• _What this task involves_
Render the items below as a Markdown table with the columns Row and Line, from the line with "Annotate the blurred" up to and including the last line of the items. Skip blank lines and leave the pictures out.

--- --- ---

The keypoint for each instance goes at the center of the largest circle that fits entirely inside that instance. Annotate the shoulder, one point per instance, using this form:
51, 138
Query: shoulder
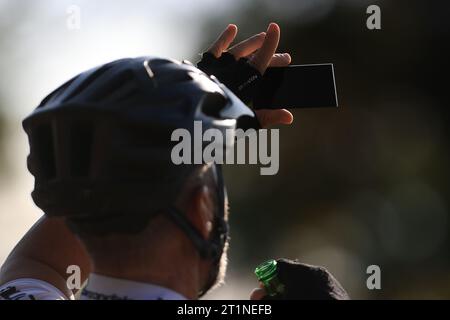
31, 289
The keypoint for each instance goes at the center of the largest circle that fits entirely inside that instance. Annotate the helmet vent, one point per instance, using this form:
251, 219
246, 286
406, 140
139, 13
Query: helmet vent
45, 151
81, 140
213, 104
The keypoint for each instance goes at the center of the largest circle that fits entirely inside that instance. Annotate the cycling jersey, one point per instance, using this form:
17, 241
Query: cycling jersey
98, 288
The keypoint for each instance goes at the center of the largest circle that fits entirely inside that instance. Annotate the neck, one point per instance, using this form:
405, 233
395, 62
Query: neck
180, 276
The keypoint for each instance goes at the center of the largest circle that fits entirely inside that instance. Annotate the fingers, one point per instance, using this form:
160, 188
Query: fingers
262, 58
269, 117
224, 41
248, 46
280, 60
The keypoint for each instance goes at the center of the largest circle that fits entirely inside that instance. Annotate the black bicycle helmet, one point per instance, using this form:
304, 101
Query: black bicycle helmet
100, 144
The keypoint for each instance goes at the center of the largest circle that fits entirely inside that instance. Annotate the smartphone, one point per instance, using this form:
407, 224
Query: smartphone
297, 86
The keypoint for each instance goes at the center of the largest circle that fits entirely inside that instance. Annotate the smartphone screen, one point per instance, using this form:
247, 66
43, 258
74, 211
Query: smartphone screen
297, 86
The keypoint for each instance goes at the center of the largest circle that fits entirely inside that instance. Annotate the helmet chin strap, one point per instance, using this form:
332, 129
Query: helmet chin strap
208, 249
211, 249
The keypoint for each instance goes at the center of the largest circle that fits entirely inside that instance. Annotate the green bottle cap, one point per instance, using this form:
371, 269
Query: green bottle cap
267, 273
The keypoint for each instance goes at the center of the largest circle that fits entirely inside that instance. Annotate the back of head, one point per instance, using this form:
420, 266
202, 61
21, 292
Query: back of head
100, 145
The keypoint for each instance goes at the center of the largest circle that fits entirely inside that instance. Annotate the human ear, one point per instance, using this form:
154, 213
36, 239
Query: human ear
200, 211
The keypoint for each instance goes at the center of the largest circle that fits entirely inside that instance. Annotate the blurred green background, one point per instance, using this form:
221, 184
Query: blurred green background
366, 183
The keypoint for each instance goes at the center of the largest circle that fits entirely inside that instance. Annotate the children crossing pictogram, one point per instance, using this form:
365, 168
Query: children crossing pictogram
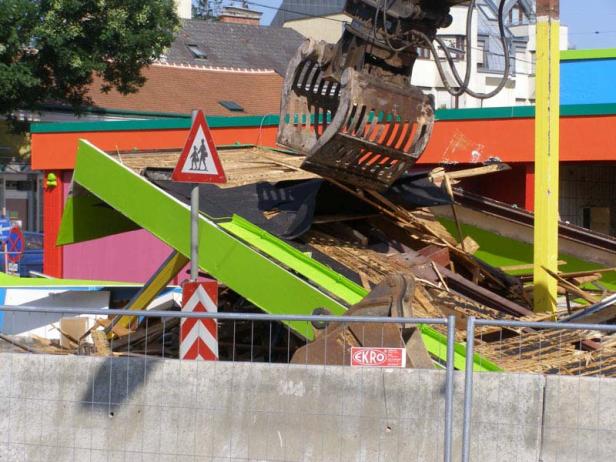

--- --- ---

• _Task result_
| Row | Line |
|---|---|
| 1 | The keypoint for each instance goes at the center of the largest circle that fits entirely inside that instance. Annotate the blurred green background, one point per instance, using this form: |
| 2 | 221, 184 |
| 3 | Query: blurred green background |
| 4 | 366, 183 |
| 5 | The keypoint for each instance goes at the center of the largest circle that fits entirely inside that instance. Annotate the children crossing pictogram, one point per instance, using this form: |
| 6 | 365, 168 |
| 7 | Query: children crossing pictogram |